■ OPDRACHTEN ■
[1] Kopieer een deel van het wetsartikel woord voor woord: begin bij de woorden "Ik zweer (beloof)" en stop na "onpartijdigheid zal vervullen.".
[2] Vertaal deze zin uit het wetsartikel in het Engels: "Ik zweer (beloof) trouw aan de Koning, dat ik de Grondwet steeds zal helpen onderhouden en mijn ambt met eerlijkheid, nauwgezetheid en onpartijdigheid zal vervullen."
[3] Beantwoord de volgende vragen over het wetsartikel.
(a) Vanaf welke datum is het wetsartikel geldend?
(b) Aan wie wordt in de eed trouw gezworen?
(c) Wie kan de eed afnemen in een vergadering van het college van de Algemene Rekenkamer?

■ AANGELEVERD FRAGMENT ■

↓↓↓

Einde inhoudsopgave
Comptabiliteitswet 2016
Artikel 7.6 Aanvaarding van het ambt
Geldend
Geldend vanaf 01-01-2018
- Bronpublicatie:
22-03-2017, Stb. 2017, 139 (uitgifte: 07-04-2017, kamerstukken: 34426)
- Inwerkingtreding
01-01-2018
- Bronpublicatie inwerkingtreding:
29-05-2017, Stb. 2017, 253 (uitgifte: 19-06-2017, kamerstukken/regelingnummer: -)
- Vakgebied(en)
Overheidsfinanciën / Rijksfinanciën
Staatsrecht / Algemeen
1.
De president, de overige leden in gewone dienst, de leden in buitengewone dienst en de secretaris leggen, alvorens hun ambt te aanvaarden, in Onze handen de volgende eed (verklaring en belofte) af:
‘Ik zweer (verklaar) dat ik, tot het verkrijgen van mijn aanstelling, middellijk noch onmiddellijk, onder welke naam of welk voorwendsel ook, aan iemand iets heb gegeven of beloofd.
Ik zweer (verklaar en beloof) dat ik om iets in dit ambt te doen of te laten, van niemand enig geschenk of enige belofte heb aangenomen of zal aannemen, middellijk of onmiddellijk.
Ik zweer (beloof) trouw aan de Koning, dat ik de Grondwet steeds zal helpen onderhouden en mijn ambt met eerlijkheid, nauwgezetheid en onpartijdigheid zal vervullen.
Zo waarlijk helpe mij God almachtig! (Dat verklaar en beloof ik!)’.
2.
Daartoe door Ons gemachtigd kan ook de president in een vergadering van het college van de Algemene Rekenkamer deze eed of de verklaring en belofte afnemen van de overige leden in gewone dienst, de leden in buitengewone dienst en de secretaris.

↑↑↑

■ GETOONDE VERMELDINGEN ■
↓↓↓

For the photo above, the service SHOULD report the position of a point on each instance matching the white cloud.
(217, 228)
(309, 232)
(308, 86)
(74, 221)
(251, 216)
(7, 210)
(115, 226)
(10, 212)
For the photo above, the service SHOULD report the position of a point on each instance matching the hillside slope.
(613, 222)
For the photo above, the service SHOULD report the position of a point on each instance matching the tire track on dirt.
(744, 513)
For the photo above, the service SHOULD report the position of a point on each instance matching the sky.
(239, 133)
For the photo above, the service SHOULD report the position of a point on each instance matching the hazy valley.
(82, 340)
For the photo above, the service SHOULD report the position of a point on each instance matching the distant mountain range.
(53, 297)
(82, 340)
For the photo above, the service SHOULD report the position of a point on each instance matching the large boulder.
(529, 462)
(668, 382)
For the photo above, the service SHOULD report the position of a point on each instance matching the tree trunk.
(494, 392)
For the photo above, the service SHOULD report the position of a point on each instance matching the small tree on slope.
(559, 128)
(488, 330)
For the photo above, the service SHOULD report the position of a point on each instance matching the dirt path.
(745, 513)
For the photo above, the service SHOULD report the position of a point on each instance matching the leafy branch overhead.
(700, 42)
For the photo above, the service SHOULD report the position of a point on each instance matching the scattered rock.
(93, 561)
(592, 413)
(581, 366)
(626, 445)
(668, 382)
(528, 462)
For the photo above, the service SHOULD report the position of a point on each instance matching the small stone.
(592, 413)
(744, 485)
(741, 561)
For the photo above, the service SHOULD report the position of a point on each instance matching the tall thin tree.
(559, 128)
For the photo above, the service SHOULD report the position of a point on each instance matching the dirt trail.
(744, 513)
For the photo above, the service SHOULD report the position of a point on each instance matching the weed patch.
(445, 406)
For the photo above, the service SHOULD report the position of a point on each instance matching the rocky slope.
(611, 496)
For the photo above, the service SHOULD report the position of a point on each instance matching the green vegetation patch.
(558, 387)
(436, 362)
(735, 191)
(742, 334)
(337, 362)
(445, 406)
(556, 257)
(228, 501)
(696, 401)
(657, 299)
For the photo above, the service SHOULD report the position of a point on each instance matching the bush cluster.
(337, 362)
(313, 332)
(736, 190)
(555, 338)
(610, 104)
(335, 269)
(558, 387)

↑↑↑

■ ANTWOORDEN ■
[1]
Ik zweer (beloof) trouw aan de Koning, dat ik de Grondwet steeds zal helpen onderhouden en mijn ambt met eerlijkheid, nauwgezetheid en onpartijdigheid zal vervullen.

[2] I swear (promise) allegiance to the King, that I will always help uphold the Constitution and will perform my office with honesty, diligence and impartiality.

[3]
(a) Vanaf 01-01-2018.
(b) Aan de Koning.
(c) De president, daartoe gemachtigd.